═════ Data shown ═════

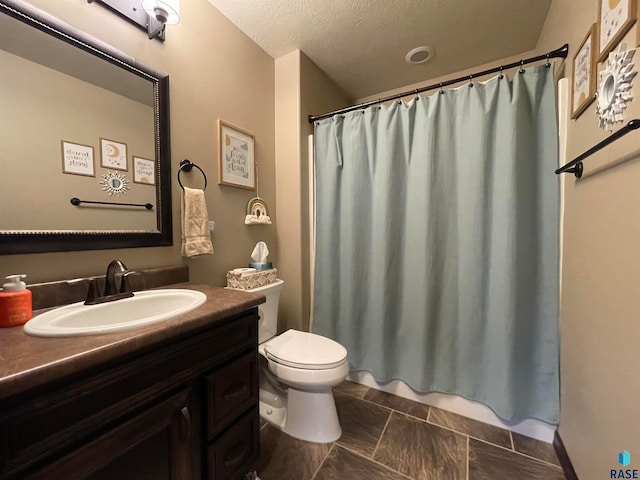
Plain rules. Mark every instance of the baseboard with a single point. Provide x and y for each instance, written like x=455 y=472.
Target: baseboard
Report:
x=563 y=457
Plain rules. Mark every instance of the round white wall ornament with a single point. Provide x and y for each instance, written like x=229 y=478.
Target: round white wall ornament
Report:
x=115 y=184
x=614 y=87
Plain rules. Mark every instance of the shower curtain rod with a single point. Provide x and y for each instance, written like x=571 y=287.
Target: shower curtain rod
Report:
x=559 y=53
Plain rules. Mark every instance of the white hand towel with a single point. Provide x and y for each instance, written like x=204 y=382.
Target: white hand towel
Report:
x=196 y=239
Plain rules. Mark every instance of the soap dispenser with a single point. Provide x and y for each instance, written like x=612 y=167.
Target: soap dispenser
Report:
x=15 y=302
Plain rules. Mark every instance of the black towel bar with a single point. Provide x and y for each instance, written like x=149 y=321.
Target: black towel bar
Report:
x=187 y=165
x=76 y=201
x=575 y=165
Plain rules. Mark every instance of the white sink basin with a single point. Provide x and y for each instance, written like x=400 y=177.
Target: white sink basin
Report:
x=144 y=308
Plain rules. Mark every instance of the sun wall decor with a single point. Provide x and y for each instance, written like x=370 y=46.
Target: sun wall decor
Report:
x=614 y=90
x=115 y=183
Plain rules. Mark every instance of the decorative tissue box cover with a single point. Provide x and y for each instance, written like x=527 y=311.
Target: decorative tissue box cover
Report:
x=247 y=281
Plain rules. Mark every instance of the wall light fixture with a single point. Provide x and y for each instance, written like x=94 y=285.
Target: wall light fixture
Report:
x=150 y=15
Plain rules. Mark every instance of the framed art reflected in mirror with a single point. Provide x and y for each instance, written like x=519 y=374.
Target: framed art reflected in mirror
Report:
x=57 y=74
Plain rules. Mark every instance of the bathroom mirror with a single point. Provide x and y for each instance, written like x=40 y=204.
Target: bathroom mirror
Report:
x=84 y=140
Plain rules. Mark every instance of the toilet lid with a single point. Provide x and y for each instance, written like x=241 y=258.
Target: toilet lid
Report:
x=305 y=350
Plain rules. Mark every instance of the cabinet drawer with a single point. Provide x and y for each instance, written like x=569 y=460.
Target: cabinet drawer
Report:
x=230 y=392
x=237 y=450
x=43 y=425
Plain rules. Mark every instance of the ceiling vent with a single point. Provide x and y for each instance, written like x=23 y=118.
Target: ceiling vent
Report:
x=419 y=55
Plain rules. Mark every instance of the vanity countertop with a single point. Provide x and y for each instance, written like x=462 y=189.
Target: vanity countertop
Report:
x=27 y=362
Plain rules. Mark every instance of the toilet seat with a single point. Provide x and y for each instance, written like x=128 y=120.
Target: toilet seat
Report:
x=308 y=351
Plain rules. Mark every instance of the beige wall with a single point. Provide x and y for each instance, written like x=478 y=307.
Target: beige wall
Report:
x=215 y=72
x=600 y=308
x=301 y=89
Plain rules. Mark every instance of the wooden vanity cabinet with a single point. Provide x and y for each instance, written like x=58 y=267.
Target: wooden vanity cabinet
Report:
x=184 y=410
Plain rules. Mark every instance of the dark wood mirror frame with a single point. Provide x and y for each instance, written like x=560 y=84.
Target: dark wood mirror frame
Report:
x=20 y=242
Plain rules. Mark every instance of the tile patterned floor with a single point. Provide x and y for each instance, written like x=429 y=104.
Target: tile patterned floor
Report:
x=385 y=437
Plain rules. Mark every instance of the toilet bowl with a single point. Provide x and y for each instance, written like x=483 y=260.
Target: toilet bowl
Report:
x=298 y=371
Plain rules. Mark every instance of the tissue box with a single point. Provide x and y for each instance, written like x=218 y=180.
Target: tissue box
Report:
x=247 y=281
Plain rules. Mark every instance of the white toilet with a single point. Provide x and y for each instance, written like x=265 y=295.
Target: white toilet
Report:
x=297 y=374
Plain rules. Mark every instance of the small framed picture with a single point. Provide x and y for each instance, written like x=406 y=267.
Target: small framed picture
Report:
x=113 y=154
x=236 y=163
x=77 y=159
x=144 y=171
x=615 y=18
x=583 y=87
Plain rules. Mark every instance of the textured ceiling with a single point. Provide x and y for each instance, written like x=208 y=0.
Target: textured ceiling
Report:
x=361 y=44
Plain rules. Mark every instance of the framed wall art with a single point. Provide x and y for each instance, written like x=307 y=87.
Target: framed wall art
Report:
x=615 y=18
x=144 y=171
x=583 y=86
x=77 y=159
x=236 y=161
x=113 y=154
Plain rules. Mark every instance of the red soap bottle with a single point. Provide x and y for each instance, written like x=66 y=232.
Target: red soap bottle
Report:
x=15 y=302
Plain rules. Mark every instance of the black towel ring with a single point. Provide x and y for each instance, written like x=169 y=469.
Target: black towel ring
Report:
x=187 y=165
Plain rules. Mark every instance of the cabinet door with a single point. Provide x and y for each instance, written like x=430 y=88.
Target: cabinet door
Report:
x=153 y=445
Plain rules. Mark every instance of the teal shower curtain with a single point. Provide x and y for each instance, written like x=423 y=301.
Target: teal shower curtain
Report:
x=437 y=242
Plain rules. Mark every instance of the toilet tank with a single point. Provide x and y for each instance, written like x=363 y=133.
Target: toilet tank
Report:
x=268 y=312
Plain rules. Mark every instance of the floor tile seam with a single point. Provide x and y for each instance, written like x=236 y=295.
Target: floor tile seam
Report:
x=468 y=455
x=323 y=460
x=520 y=453
x=371 y=459
x=469 y=435
x=386 y=424
x=394 y=409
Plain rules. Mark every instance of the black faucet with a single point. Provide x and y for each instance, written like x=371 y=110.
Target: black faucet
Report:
x=111 y=290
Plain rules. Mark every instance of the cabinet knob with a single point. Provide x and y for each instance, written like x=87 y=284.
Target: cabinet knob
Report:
x=186 y=422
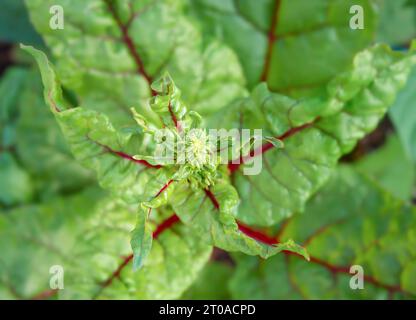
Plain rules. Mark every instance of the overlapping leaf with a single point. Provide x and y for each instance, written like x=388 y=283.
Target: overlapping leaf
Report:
x=15 y=183
x=404 y=116
x=40 y=145
x=98 y=145
x=316 y=132
x=110 y=51
x=88 y=236
x=214 y=220
x=371 y=229
x=315 y=36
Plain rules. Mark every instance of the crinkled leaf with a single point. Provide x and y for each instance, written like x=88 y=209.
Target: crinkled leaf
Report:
x=97 y=144
x=403 y=114
x=41 y=147
x=88 y=235
x=214 y=220
x=109 y=52
x=15 y=183
x=316 y=131
x=293 y=45
x=211 y=284
x=371 y=229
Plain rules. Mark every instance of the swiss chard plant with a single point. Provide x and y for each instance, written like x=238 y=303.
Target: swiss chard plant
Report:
x=124 y=221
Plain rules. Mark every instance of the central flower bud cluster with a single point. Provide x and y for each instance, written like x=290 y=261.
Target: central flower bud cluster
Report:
x=198 y=149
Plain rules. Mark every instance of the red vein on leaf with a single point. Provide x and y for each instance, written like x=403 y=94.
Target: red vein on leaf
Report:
x=266 y=239
x=125 y=155
x=124 y=28
x=174 y=119
x=271 y=39
x=164 y=225
x=256 y=235
x=164 y=188
x=267 y=146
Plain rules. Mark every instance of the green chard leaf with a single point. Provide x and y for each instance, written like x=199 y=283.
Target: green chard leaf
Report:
x=93 y=140
x=372 y=229
x=88 y=236
x=109 y=53
x=15 y=183
x=397 y=22
x=212 y=283
x=391 y=167
x=403 y=116
x=295 y=46
x=41 y=146
x=316 y=132
x=97 y=144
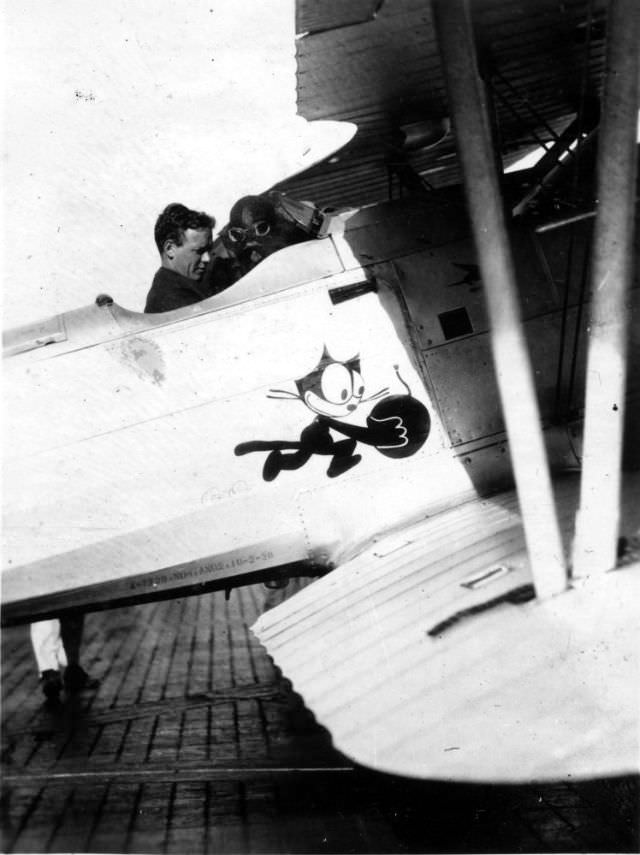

═════

§ **Aim of the exercise**:
Can you lay out the rows starting at the line containing "Plain rules. Mark every instance of the black faucet" and ending at the line containing "x=124 y=221" as a two-column CSV headed request and answer, with each row's text and its answer in their own quoted fields and line breaks turned into spaces? Leave the pictures out.

§ **Task output**:
request,answer
"Plain rules. Mark every instance of the black faucet with a single point. Provide x and y for each instance, written like x=371 y=110. Target: black faucet Report:","x=111 y=290"
"Plain rules. Mark every instance of the cabinet knob with a single point. Provide x and y for each instance, written like x=87 y=284. Target: cabinet knob Report:","x=186 y=422"
"Plain rules. Mark every instance of the overlapping leaf with a single point. Provide x and y for each instance, written like x=388 y=283. Target: overlapping leaf Report:","x=15 y=183 x=404 y=116 x=40 y=145 x=98 y=145 x=316 y=132 x=110 y=51 x=88 y=236 x=214 y=220 x=371 y=229 x=315 y=36"
"Plain rules. Mark every instance of the crinkled leaf with a single point. Provide x and y for each instance, written like x=88 y=209. Target: crinkled leaf Report:","x=97 y=144 x=403 y=114 x=41 y=147 x=88 y=235 x=214 y=220 x=109 y=52 x=15 y=183 x=316 y=131 x=293 y=45 x=211 y=284 x=371 y=229"
"Plain rules. Mark every instance of the swiss chard plant with a single point. Provide x and y for each instance, written like x=238 y=303. Target: swiss chard plant Report:","x=124 y=221"